━━━ Data extract ━━━

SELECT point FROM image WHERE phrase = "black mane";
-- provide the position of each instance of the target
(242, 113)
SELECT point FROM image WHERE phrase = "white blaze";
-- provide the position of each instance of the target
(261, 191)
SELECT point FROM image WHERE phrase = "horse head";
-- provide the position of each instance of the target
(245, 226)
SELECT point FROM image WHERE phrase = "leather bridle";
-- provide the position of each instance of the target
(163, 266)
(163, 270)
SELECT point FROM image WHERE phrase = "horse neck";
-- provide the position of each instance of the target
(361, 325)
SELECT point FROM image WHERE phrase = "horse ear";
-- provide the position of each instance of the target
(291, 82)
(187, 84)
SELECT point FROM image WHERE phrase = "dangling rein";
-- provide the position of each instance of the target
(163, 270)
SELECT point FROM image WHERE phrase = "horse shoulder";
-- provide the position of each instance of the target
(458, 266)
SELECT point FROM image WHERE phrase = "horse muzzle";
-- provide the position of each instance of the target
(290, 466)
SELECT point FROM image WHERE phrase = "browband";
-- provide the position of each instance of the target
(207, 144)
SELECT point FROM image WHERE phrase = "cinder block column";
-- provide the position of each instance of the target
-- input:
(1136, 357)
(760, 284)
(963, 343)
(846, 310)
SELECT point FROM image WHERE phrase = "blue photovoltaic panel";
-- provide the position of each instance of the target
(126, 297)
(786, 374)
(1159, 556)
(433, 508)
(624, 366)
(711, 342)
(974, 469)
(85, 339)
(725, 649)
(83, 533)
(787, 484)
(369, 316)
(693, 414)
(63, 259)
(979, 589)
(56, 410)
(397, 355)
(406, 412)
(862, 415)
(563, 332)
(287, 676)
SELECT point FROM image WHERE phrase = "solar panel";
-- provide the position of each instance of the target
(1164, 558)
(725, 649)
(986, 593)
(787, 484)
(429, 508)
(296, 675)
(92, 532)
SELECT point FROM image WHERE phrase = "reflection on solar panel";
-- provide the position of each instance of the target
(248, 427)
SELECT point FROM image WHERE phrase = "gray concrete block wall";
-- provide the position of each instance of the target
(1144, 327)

━━━

**Your task**
What lines of the material above contain "panel"? Return each of them.

**Solution to this exercise**
SELECT point FROM image WHERE phrase = "blue photovoltaic panel";
SELECT point FROM image WHERE phrase = "solar panel";
SELECT point FROM image WHERE phrase = "reflection on solar panel";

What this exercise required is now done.